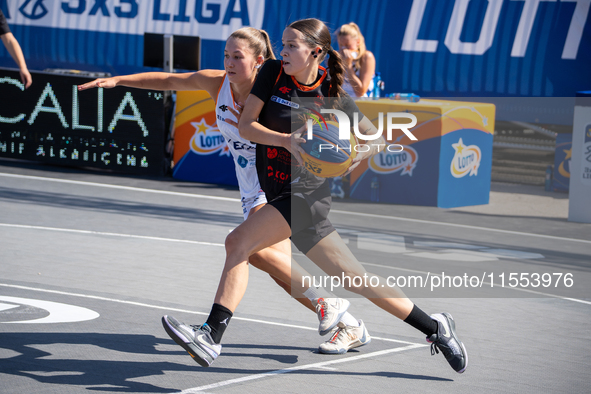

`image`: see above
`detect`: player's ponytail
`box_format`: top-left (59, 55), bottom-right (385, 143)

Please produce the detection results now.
top-left (327, 47), bottom-right (345, 97)
top-left (230, 27), bottom-right (275, 65)
top-left (289, 18), bottom-right (345, 97)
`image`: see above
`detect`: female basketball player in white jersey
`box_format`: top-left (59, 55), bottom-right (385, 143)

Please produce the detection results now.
top-left (78, 27), bottom-right (370, 353)
top-left (187, 19), bottom-right (468, 373)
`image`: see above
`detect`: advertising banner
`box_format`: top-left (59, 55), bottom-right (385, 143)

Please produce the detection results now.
top-left (552, 134), bottom-right (573, 192)
top-left (172, 90), bottom-right (238, 186)
top-left (350, 99), bottom-right (495, 208)
top-left (0, 0), bottom-right (591, 100)
top-left (0, 69), bottom-right (166, 174)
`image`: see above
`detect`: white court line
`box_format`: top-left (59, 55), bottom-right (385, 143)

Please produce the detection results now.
top-left (0, 173), bottom-right (591, 244)
top-left (0, 283), bottom-right (416, 346)
top-left (0, 173), bottom-right (240, 202)
top-left (180, 344), bottom-right (429, 394)
top-left (0, 223), bottom-right (224, 246)
top-left (330, 209), bottom-right (591, 244)
top-left (0, 223), bottom-right (591, 306)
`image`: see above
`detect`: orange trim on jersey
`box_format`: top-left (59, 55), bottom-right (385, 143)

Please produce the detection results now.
top-left (273, 60), bottom-right (283, 86)
top-left (215, 73), bottom-right (225, 105)
top-left (291, 66), bottom-right (328, 92)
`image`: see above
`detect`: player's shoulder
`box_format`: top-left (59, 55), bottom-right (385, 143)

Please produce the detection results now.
top-left (261, 59), bottom-right (283, 74)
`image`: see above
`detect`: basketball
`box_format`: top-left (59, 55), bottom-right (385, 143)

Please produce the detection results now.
top-left (301, 121), bottom-right (357, 178)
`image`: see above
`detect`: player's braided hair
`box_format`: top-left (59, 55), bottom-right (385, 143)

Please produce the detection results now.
top-left (288, 18), bottom-right (345, 97)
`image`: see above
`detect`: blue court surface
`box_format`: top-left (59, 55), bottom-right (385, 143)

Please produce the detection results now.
top-left (0, 161), bottom-right (591, 394)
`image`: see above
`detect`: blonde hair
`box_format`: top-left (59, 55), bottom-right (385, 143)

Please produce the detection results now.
top-left (336, 22), bottom-right (367, 68)
top-left (228, 27), bottom-right (275, 62)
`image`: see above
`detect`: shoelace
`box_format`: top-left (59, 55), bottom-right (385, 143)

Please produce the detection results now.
top-left (431, 343), bottom-right (439, 356)
top-left (329, 327), bottom-right (347, 343)
top-left (316, 298), bottom-right (326, 319)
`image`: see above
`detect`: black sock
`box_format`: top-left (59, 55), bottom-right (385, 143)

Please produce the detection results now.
top-left (206, 304), bottom-right (233, 343)
top-left (404, 305), bottom-right (437, 336)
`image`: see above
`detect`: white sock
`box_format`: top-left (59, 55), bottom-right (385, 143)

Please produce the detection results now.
top-left (341, 312), bottom-right (359, 327)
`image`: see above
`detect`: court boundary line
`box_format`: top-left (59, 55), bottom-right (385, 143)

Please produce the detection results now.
top-left (0, 172), bottom-right (591, 244)
top-left (0, 223), bottom-right (591, 305)
top-left (0, 283), bottom-right (418, 346)
top-left (178, 344), bottom-right (429, 394)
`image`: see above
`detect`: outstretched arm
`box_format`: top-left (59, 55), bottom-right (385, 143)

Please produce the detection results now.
top-left (0, 33), bottom-right (33, 89)
top-left (78, 70), bottom-right (225, 97)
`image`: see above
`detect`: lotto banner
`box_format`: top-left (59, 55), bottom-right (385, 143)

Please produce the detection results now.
top-left (0, 0), bottom-right (591, 103)
top-left (350, 99), bottom-right (495, 208)
top-left (172, 90), bottom-right (238, 186)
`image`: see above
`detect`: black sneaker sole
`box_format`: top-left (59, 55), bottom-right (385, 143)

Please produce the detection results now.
top-left (162, 316), bottom-right (210, 368)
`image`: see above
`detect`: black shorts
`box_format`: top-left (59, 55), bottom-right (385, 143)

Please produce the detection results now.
top-left (268, 188), bottom-right (335, 254)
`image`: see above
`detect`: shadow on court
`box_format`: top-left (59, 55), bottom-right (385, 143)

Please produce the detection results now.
top-left (0, 188), bottom-right (242, 225)
top-left (0, 333), bottom-right (195, 393)
top-left (0, 332), bottom-right (452, 393)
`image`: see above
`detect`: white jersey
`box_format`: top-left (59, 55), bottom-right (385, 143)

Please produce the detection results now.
top-left (215, 74), bottom-right (267, 220)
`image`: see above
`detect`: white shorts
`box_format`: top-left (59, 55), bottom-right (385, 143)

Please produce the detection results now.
top-left (242, 189), bottom-right (267, 220)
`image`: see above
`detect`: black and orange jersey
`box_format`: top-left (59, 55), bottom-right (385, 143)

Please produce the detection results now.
top-left (250, 60), bottom-right (359, 201)
top-left (0, 10), bottom-right (10, 36)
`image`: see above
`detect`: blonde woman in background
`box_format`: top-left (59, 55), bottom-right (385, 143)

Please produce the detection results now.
top-left (336, 22), bottom-right (376, 98)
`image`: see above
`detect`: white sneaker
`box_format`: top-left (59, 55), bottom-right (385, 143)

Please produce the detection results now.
top-left (318, 320), bottom-right (371, 354)
top-left (316, 298), bottom-right (350, 336)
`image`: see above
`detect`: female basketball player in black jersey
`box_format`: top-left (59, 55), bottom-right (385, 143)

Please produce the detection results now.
top-left (183, 19), bottom-right (468, 373)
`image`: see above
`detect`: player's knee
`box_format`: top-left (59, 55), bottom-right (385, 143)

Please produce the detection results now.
top-left (224, 231), bottom-right (244, 255)
top-left (248, 253), bottom-right (265, 269)
top-left (340, 270), bottom-right (368, 294)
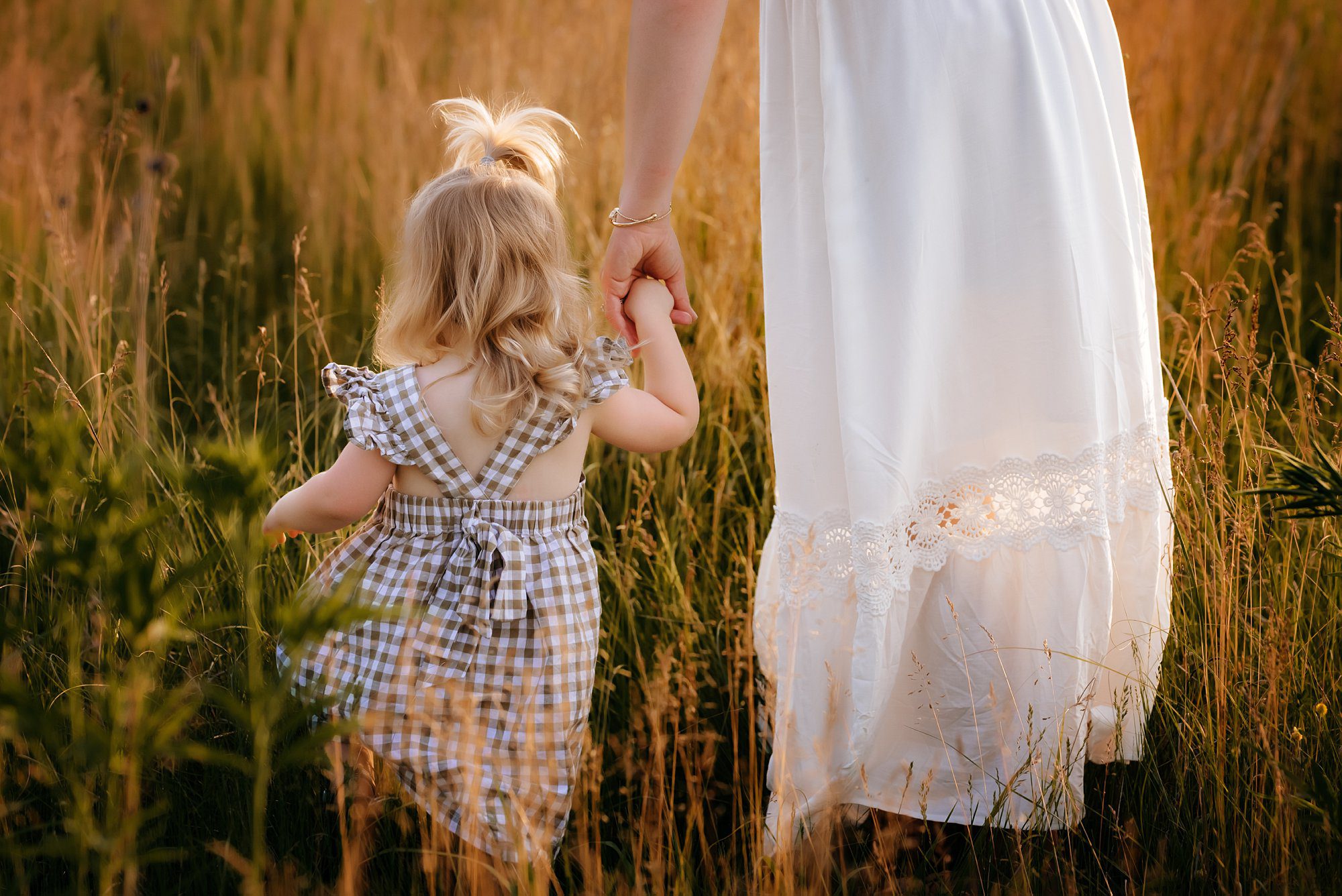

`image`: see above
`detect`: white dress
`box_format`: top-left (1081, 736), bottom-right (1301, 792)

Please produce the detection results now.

• What to do:
Add 127 to every coordinate in the detection results, and rewrite the part of the listing that runs from its start through the line containing "top-left (187, 19), bottom-right (468, 373)", keeping the requests and their format samples unchanged. Leave the pictures out of your answer.

• Task output:
`image`: see above
`detect`: player's ponytail
`box_format`: top-left (59, 55), bottom-right (385, 143)

Please produce the detection results now.
top-left (454, 174), bottom-right (472, 224)
top-left (357, 154), bottom-right (402, 192)
top-left (416, 145), bottom-right (472, 224)
`image`: see above
`detect`: female basketball player in white jersey
`box_format`: top-left (59, 55), bottom-right (385, 143)

Please produce the detection results now.
top-left (205, 154), bottom-right (497, 480)
top-left (314, 146), bottom-right (595, 500)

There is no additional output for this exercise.